#### WHAT TO DO:
Copy the passage of the brachytherapy text starting at "This therapy may" and ending at "and difficulty breathing.", changing nothing.

#### EXTRACTED TEXT:

==*==

Brachytherapy is a type of radiation therapy that minimizes damage done to healthy tissue by administering harmful radiation via a small object placed inside the tumor. This allows the therapy to maintain a narrower focus on tumor growth.
Unlike traditional radiation therapy, brachytherapy uses no external radiation. Because of this defining property, it may also be referred to as internal radiation therapy, whereas the traditional type may be called external beam radiation therapy (EBRT).
Currently, internal radiation is not standard treatment in either lung cancer or mesothelioma, but researchers continue to test the treatment in clinical trials. Results from early studies show potential for brachytherapy to be used to extend life span and reduce the severity of symptoms.
So far, it is more effective in treating lung cancer. Researchers saw the best results for both types of cancer when they implemented a type of the treatment called permanent brachytherapy. In this type, a radioactive material is placed permanently into the tumor site and slowly loses its radioactivity over a few months.
Brachytherapy is administered using a radioactive material called an implant. The material may come in the form of a wire or a "seed" about the size of a grain of rice.
It may be placed during surgery, a technique known as intraoperative radiation therapy (IORT), or the implant may be inserted into cancer tissue using a hollow tube. In this type of administration, the patient receives local or general anesthesia, and the doctor typically uses the aid of an imaging scan such as a CT scan or ultrasound. Once the implant is in place, it typically only attacks tissue within a radius of 1cm. This can target tumor cells more effectively but requires precision.
This therapy may be combined with other treatments. IORT brachytherapy is always administered in conjunction with surgery, and some lung cancer patients receive standard brachytherapy after surgery to kill any remaining cancer cells.
The treatment also may be used alongside conventional radiation therapy to attack tumor growth in multiple ways. Depending on each patient’s situation and treatments, it may be used as a potentially curative treatment to try to eradicate the cancer, or it may be used as a palliative treatment to reduce symptoms such as coughing and difficulty breathing.

==*==

#### DATA UNDER STUDY:
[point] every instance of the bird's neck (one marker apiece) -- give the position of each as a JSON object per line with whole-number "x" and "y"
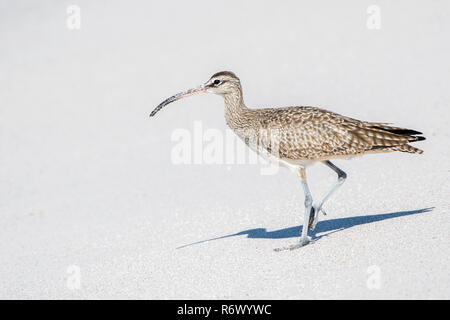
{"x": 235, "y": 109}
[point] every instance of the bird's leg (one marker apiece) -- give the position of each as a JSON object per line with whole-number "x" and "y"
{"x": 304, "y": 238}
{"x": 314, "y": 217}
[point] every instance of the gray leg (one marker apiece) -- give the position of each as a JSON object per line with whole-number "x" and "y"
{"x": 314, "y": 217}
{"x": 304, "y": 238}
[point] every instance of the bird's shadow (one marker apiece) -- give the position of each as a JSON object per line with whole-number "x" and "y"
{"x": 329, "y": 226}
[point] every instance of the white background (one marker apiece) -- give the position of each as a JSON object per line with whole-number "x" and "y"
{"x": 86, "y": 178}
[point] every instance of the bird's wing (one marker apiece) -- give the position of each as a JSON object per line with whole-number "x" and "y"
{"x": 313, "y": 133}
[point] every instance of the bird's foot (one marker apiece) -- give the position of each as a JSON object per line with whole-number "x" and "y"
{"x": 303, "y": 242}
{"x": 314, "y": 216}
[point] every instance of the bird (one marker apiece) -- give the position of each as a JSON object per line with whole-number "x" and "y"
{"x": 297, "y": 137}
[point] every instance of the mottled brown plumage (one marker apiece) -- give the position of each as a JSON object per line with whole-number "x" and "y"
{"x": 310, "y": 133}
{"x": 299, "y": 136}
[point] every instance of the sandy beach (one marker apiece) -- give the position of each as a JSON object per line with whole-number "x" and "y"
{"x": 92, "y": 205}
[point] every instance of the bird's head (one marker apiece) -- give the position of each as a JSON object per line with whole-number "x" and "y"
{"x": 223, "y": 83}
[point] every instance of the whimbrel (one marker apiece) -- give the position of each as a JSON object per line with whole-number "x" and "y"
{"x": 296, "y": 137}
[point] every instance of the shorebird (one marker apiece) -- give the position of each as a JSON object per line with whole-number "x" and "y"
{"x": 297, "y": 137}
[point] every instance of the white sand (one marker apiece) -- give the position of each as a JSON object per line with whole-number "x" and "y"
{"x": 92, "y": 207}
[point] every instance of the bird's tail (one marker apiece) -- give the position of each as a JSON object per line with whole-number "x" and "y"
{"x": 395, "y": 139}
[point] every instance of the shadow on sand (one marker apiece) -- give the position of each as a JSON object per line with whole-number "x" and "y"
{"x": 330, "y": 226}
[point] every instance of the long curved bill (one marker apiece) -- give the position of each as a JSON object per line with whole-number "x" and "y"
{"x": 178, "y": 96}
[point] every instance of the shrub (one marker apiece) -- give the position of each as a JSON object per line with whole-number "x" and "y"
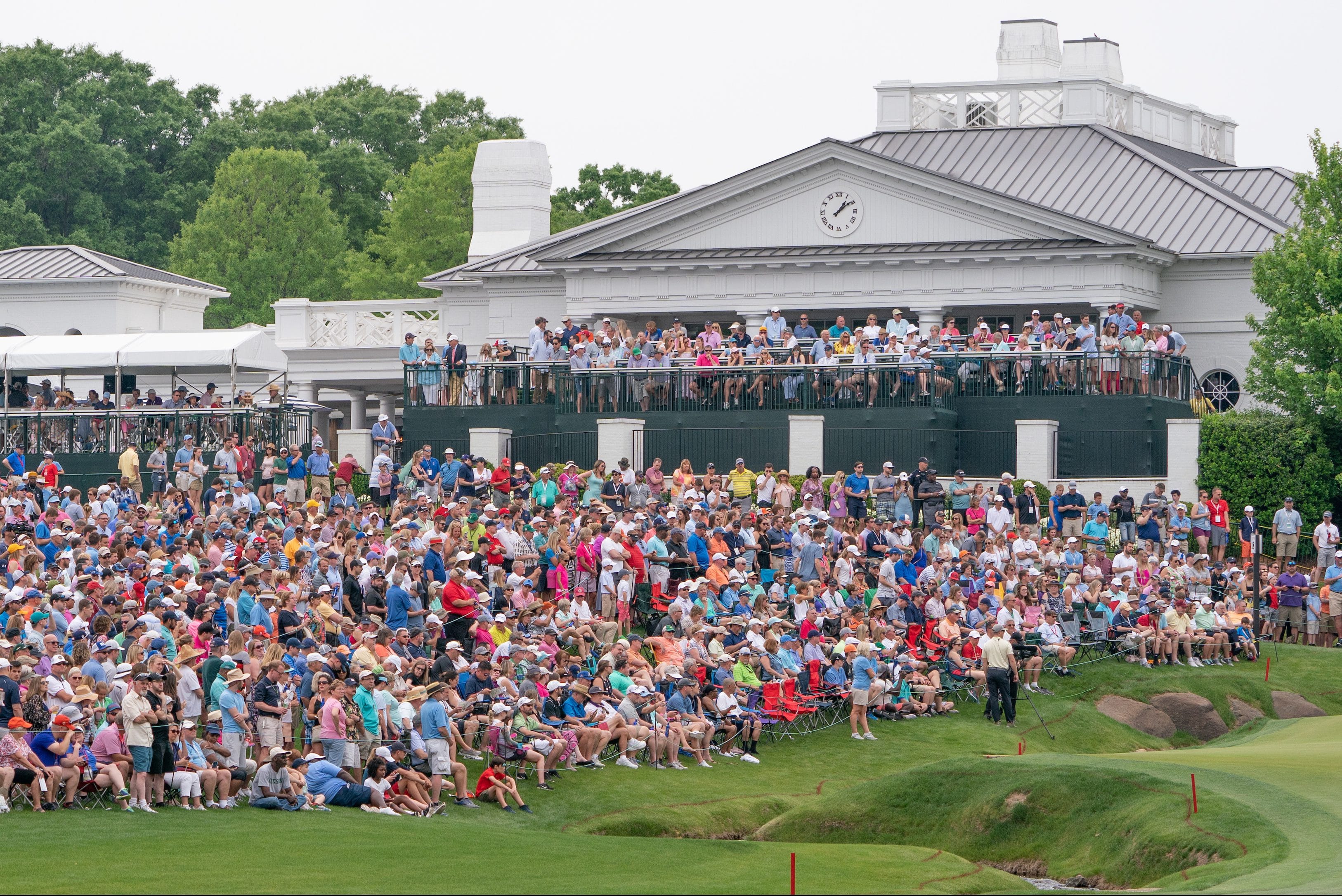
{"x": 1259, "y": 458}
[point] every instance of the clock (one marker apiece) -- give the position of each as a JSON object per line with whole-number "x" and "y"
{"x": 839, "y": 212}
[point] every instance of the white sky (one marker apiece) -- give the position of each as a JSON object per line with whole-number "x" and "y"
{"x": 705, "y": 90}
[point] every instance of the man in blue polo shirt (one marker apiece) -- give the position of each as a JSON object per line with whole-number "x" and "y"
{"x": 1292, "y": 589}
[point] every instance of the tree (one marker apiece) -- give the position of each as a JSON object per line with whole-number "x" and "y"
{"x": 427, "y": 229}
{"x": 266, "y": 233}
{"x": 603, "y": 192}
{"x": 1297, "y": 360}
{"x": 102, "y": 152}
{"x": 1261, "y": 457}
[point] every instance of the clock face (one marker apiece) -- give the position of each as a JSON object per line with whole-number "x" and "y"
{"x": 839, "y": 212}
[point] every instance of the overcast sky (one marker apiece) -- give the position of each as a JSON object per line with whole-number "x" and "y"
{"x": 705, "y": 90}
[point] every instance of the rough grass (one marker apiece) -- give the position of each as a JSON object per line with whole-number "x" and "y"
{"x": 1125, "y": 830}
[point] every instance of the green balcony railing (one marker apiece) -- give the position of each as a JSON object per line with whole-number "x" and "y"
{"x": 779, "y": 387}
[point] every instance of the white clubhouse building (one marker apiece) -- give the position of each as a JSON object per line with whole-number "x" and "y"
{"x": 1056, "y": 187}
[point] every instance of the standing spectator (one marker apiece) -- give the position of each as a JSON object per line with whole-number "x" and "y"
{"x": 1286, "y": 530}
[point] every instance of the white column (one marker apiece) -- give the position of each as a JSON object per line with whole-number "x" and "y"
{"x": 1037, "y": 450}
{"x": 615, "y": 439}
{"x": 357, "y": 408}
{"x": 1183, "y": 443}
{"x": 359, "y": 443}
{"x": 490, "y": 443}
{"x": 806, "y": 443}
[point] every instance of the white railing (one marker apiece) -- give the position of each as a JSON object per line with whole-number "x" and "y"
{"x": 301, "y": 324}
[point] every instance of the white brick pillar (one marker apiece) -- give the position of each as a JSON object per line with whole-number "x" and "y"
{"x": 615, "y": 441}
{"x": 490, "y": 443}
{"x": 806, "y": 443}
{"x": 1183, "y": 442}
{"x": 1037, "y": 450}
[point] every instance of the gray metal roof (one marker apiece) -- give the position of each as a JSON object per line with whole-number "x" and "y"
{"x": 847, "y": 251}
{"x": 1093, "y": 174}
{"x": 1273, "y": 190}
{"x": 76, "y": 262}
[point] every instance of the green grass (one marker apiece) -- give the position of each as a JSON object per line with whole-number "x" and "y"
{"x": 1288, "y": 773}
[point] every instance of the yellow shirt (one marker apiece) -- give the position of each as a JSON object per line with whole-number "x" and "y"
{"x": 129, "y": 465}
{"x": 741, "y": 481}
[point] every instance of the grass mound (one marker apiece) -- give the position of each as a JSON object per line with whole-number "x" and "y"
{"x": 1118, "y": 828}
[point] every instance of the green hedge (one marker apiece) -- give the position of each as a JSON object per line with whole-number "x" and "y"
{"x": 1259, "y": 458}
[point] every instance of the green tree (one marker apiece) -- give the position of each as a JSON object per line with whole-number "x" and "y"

==*==

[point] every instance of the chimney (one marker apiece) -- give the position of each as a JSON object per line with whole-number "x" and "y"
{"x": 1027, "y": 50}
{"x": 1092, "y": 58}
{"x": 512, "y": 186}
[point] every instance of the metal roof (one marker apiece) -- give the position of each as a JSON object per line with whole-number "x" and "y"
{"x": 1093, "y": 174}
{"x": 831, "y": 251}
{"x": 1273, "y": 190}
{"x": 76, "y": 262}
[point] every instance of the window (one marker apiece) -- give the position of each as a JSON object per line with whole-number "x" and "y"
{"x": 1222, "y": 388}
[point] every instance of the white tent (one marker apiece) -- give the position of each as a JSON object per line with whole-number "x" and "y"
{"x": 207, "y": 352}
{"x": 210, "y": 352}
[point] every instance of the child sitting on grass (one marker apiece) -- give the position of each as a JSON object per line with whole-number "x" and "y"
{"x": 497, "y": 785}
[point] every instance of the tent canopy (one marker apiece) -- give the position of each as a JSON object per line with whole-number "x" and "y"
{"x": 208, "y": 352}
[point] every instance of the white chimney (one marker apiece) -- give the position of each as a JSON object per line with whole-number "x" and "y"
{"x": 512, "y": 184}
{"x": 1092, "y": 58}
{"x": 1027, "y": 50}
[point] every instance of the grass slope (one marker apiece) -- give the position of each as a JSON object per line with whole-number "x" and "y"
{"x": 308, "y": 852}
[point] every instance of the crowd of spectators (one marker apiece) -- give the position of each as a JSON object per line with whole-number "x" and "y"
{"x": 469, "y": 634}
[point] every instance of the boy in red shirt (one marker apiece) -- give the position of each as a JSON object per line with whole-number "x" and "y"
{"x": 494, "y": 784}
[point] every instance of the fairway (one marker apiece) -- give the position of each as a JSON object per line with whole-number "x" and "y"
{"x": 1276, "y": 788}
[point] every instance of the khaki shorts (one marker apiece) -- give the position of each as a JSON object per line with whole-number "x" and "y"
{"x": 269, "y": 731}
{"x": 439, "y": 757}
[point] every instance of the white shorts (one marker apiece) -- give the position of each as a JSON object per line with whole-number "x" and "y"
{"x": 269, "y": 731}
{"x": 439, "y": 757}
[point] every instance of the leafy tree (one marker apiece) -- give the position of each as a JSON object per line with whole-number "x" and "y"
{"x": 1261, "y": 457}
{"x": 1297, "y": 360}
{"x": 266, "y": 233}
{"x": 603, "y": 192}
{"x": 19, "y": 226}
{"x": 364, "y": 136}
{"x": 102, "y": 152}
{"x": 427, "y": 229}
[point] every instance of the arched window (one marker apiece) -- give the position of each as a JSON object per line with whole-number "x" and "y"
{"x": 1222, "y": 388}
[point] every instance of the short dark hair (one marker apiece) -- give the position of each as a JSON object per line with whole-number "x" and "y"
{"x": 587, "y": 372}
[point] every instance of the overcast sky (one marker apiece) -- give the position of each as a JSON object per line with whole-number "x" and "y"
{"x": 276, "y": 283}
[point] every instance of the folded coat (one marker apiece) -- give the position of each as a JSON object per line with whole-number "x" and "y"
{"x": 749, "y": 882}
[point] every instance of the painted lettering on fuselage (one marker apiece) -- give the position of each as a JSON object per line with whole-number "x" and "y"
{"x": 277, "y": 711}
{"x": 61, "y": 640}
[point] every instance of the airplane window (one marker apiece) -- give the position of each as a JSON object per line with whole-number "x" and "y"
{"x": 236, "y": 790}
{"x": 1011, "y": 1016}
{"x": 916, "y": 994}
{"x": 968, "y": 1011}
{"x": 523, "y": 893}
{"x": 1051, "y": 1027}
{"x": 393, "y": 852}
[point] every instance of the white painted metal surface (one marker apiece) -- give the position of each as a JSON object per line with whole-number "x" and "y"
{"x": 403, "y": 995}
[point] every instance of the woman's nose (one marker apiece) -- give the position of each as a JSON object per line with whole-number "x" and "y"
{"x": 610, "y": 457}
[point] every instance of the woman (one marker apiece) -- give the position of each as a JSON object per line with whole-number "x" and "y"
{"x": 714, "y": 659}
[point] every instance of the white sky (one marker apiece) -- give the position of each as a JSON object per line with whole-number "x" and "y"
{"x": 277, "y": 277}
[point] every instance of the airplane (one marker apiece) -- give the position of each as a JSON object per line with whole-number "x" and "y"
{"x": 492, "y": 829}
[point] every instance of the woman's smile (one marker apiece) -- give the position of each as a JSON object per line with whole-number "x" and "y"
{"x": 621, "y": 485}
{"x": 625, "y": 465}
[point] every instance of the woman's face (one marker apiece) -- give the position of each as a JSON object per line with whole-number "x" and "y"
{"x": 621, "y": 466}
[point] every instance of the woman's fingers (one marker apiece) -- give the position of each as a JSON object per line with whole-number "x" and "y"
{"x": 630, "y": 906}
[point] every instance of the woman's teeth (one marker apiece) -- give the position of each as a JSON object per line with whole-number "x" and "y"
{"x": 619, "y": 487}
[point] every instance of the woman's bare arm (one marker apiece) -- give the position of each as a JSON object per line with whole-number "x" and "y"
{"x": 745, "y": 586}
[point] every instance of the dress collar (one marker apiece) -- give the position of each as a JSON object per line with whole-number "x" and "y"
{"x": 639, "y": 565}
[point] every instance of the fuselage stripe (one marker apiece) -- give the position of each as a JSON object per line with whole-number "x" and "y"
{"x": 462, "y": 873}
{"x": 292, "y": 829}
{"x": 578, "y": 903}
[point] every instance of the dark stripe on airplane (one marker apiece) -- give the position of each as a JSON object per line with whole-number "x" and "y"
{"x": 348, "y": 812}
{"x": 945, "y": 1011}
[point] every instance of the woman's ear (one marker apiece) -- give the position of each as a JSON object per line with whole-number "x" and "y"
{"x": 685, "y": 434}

==*==

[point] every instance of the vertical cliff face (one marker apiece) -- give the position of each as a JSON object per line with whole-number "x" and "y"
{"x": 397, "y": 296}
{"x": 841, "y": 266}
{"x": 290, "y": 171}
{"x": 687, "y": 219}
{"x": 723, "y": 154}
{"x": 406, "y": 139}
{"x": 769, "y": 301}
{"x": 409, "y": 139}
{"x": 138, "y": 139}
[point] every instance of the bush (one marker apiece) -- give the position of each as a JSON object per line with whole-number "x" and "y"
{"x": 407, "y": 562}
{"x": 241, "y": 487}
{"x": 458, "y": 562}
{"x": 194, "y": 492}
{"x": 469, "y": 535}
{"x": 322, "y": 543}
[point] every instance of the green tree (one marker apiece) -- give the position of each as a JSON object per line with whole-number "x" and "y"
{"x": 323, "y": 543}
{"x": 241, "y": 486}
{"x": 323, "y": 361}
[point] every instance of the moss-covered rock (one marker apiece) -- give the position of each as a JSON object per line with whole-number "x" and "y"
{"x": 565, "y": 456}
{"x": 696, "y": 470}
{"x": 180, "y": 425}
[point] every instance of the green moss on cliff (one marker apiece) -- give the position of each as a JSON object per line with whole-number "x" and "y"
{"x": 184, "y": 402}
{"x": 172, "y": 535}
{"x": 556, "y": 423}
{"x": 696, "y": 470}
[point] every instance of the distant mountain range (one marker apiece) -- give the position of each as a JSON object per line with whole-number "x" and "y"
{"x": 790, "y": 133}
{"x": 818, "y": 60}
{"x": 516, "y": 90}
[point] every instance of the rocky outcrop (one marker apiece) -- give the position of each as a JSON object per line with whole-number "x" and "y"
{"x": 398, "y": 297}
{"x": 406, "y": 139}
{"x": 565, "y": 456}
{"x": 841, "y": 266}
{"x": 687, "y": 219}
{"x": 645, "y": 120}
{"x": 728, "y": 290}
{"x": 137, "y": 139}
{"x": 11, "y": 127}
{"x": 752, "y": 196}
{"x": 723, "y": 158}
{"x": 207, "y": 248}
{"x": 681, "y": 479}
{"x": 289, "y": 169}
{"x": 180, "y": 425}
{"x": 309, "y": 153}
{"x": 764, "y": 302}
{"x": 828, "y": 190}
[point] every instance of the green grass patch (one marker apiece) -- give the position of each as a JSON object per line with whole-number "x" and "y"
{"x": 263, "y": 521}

==*==

#### SOLUTION FOR THIS TASK:
This therapy may be combined with other treatments. IORT brachytherapy is always administered in conjunction with surgery, and some lung cancer patients receive standard brachytherapy after surgery to kill any remaining cancer cells.
The treatment also may be used alongside conventional radiation therapy to attack tumor growth in multiple ways. Depending on each patient’s situation and treatments, it may be used as a potentially curative treatment to try to eradicate the cancer, or it may be used as a palliative treatment to reduce symptoms such as coughing and difficulty breathing.